-------- Passage shown

Jump to content

Gino Severini

From Wikiquote
Gino Severini in 1913 at the opening night of his exhibition at the Marlborough Gallery, London.

Gino Severini (Cortona, 7 April 1883 – 26 February 1966), was an Italian painter and a leading member of the Futurist movement; he signed in 1910 the Manifesto of the Futurists together with his fellow Italians: Boccioni, Carrà, Russolo and Balla. Later, Cubism attracted him more.

Quotes

[edit]
Severini, c. 1912-13: 'Dynamic Hieroglyph from the Bal Tabarin'; published at the First German Autumn Salon, in art-magazine Der Sturm by H. Walden
Severini, c. 1912-13: title unknown; image is published at the First German Autumn Salon, in art-magazine Der Sturm by H. Walden
photo of 5 Italian Futurists, March 1912, in front of 'Le Figaro' in Paris: Russolo, Carrà, Marinetti, Boccioni, Severini


  • I would like my colors to be diamonds and to be able to make abundant use of them in my pictures so as to make them gleam with light and richness.
    • letter to Umberto Boccioni, 1910; as cited in Gino Severini, the Dance, 1909 – 1916, by Daniele Fonti, Peggy Guggenheim Collection, Venice; 2001, p. 15
  • ..the gesture that we want.. ..will be the dynamic sensation itself.
    • letter to Marinetti, May 1911; as cited by Anne Coffin Hanson, 'Severini Futurista: 1912-1917', exhibition catalog, Connecticut: Yale University Art Gallery, 1995, p. 134
    • Severini expressed his unwavering dedication to Futurism, approving of its program by citing a fundamental passage of the Futurist manifesto
  • Appolinaire [spokesman of French Cubism ] told me about a book of his on the Cubists that's about to come out. He divides the Cubists into Physical Cubists, (Gleize) [sic], who add some dramatic elements to their expression of external realities; Scientific Cubists (Picasso, Metzinger) and 'Orphiques' [sic]. (I give you [ Umberto Boccioni ] this last classification in French because I don't know how to translate it); in Appolinaire's opinion the 'Orphiques' [sic] seek new elements of expressing abstract realities; and we Futurists belong with the latter.

----------------
-------- Information shown

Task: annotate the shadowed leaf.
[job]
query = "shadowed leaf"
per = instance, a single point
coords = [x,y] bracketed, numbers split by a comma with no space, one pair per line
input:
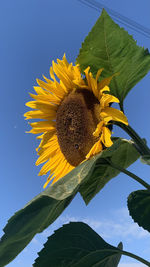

----------------

[Exercises to complete]
1 - Condense the paragraph on the Severini page that begins "Gino Severini (Cortona, 7 April 1883" into one sentence that keeps its main facts.
2 - List the Futurists named on the Severini page in the caption of the March 1912 photo taken in front of 'Le Figaro' in Paris.

[Solutions to the exercise]
1 - Gino Severini (born in Cortona on 7 April 1883, died 26 February 1966) was an Italian painter and leading Futurist who signed the Manifesto of the Futurists in 1910 with Boccioni, Carrà, Russolo and Balla, and he was later drawn more to Cubism.

2 -
- Russolo
- Carrà
- Marinetti
- Boccioni
- Severini